Selected excerpt ▸
╔══

The depth map may be of a same size and/or resolution as the image
frames, for example. In other cases, however, the depth map may
have a different resolution to the image data.
[0039] In another example, the first and second neural networks
220a, 225a may both be configured to perform speech recognition
based on input audio data, and thus each configured to generate
word output data, e.g. in text format. The first speech recognition
neural network (neural network A) 220a may be configured to receive
a first set of input data types including the original audio data
205 while the second speech recognition neural network (neural
network A') 225a is configured to receive a second set of input
data types which includes denoised audio data 215 (e.g. a denoised
version of the original audio data 205) not included in the first
set of input data types fed to neural network A.
[0040] The at least one data type, included in the second set but
not the first set of data types, may comprise sensor data obtained
from a sensor. For example, in the example above where the first
and second neural networks 220a, 225a are configured to process
image data types and the said at least one data type comprises
depth data, the depth data may be captured by a depth sensor such
as a time-of-flight camera or stereo camera. In other examples, the
said at least one data type may be obtained via data processing of
another data type. For example, the depth data 215 in FIG. 2B is
outputted by an intermediate neural network 210 which receives the
RGB data 205 as input and generates the depth data 215 based
thereon. In some examples, the said at least one data type may be
output from one or more intermediate neural networks 210 which
receive sensor data as input.

╚══

Goals ▸
a - For the passage on neural network input data, decide whether each statement agrees with it: (i) the depth map must always match the resolution of the image data; (ii) neural network A' is fed denoised audio data; (iii) the intermediate neural network 210 produces depth data from RGB data. For each, give yes or no along with the deciding words quoted from the passage.
b - Print the part of the passage on neural network input data between "[0040] The at" and "data as input.", inclusive.
The material that comes next is unrelated to the passage.

Pointing dataset excerpts ▸
╔══

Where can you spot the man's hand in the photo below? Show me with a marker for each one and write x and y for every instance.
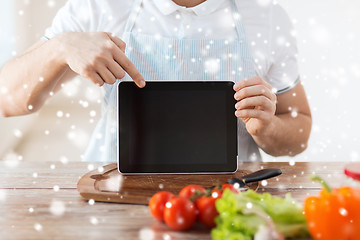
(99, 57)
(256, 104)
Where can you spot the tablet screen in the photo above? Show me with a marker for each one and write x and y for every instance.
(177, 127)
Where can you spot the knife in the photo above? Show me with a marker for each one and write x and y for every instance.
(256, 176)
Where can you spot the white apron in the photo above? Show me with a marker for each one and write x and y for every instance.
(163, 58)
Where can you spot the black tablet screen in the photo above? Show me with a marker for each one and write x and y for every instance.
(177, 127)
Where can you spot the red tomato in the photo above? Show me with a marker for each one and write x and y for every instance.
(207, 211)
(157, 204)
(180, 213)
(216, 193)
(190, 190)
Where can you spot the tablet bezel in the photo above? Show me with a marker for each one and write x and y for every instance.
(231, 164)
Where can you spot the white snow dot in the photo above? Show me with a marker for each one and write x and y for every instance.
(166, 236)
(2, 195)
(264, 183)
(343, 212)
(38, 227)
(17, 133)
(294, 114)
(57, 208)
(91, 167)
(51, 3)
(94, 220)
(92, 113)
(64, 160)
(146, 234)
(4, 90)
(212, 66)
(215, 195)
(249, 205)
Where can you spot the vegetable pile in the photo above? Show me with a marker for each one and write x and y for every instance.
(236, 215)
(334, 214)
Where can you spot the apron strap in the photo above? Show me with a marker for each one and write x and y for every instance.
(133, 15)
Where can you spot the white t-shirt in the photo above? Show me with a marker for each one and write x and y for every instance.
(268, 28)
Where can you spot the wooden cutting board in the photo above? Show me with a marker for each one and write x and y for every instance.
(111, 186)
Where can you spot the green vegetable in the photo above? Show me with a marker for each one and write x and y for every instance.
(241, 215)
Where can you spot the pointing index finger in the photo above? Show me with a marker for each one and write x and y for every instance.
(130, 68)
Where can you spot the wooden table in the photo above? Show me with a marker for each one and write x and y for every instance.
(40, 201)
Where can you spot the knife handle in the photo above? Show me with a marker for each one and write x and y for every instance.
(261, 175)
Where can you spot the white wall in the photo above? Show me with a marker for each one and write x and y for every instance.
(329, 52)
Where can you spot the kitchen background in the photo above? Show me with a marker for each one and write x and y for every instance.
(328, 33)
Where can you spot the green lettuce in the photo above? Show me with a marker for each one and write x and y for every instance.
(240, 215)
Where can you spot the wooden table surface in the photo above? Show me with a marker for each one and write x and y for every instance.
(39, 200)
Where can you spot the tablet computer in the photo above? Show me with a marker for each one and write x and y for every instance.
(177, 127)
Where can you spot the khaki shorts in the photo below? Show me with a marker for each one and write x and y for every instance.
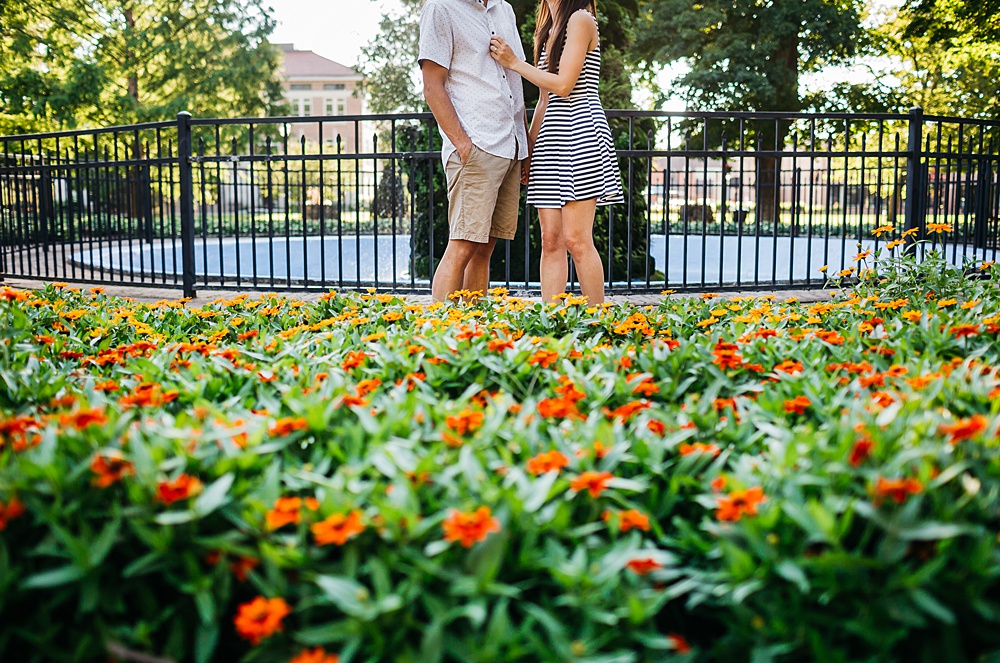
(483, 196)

╚══
╔══

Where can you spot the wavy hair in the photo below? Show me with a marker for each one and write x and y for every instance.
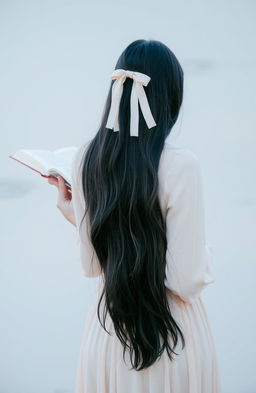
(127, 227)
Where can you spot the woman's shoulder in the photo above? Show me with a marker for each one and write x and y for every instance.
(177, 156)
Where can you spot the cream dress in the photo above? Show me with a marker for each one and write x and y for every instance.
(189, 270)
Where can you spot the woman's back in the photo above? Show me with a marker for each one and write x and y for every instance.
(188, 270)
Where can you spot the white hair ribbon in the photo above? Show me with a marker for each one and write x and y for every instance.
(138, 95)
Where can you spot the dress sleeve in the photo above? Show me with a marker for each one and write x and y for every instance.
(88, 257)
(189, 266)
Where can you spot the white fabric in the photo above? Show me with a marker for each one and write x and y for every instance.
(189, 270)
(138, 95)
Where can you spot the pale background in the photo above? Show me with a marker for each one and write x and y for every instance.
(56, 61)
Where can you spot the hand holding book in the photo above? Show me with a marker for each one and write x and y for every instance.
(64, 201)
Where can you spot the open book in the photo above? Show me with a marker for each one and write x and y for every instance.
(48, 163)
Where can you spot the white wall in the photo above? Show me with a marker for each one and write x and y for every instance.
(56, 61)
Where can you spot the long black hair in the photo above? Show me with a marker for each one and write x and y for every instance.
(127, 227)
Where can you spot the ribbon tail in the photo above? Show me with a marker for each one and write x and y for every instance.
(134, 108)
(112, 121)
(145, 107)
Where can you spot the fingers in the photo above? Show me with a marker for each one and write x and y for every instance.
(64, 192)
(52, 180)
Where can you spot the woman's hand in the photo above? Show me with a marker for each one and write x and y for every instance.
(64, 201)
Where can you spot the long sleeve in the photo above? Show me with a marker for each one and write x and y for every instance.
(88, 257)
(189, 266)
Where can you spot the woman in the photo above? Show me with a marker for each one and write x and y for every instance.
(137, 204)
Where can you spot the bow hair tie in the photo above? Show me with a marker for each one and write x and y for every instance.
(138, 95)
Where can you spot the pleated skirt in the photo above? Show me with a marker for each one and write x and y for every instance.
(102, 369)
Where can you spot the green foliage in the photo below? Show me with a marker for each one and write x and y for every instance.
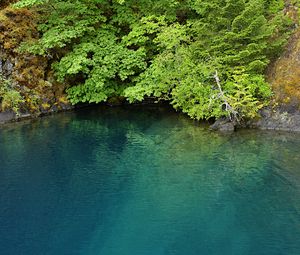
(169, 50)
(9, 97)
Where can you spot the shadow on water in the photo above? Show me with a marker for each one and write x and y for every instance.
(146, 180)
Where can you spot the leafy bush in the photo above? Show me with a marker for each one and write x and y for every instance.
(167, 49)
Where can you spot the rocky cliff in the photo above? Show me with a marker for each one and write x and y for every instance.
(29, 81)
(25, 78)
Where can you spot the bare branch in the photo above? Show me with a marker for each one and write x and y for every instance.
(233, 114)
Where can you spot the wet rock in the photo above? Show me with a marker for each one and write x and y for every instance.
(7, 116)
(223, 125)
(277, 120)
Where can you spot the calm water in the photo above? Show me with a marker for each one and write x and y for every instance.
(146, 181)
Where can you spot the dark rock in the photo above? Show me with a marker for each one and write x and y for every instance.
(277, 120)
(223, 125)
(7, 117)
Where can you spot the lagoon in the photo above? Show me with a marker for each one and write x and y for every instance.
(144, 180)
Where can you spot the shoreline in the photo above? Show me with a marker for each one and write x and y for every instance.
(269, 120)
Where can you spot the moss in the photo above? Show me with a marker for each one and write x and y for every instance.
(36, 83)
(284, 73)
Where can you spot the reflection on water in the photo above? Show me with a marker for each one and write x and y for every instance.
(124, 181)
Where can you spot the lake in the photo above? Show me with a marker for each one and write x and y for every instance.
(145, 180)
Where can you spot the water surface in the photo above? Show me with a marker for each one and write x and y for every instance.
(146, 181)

╚══

Answers ▸
a -
(i) No: "In other cases, however, the depth map may have a different resolution to the image data."
(ii) Yes: "is configured to receive a second set of input data types which includes denoised audio data 215"
(iii) Yes: "receives the RGB data 205 as input and generates the depth data 215 based thereon"

b -
[0040] The at least one data type, included in the second set but
not the first set of data types, may comprise sensor data obtained
from a sensor. For example, in the example above where the first
and second neural networks 220a, 225a are configured to process
image data types and the said at least one data type comprises
depth data, the depth data may be captured by a depth sensor such
as a time-of-flight camera or stereo camera. In other examples, the
said at least one data type may be obtained via data processing of
another data type. For example, the depth data 215 in FIG. 2B is
outputted by an intermediate neural network 210 which receives the
RGB data 205 as input and generates the depth data 215 based
thereon. In some examples, the said at least one data type may be
output from one or more intermediate neural networks 210 which
receive sensor data as input.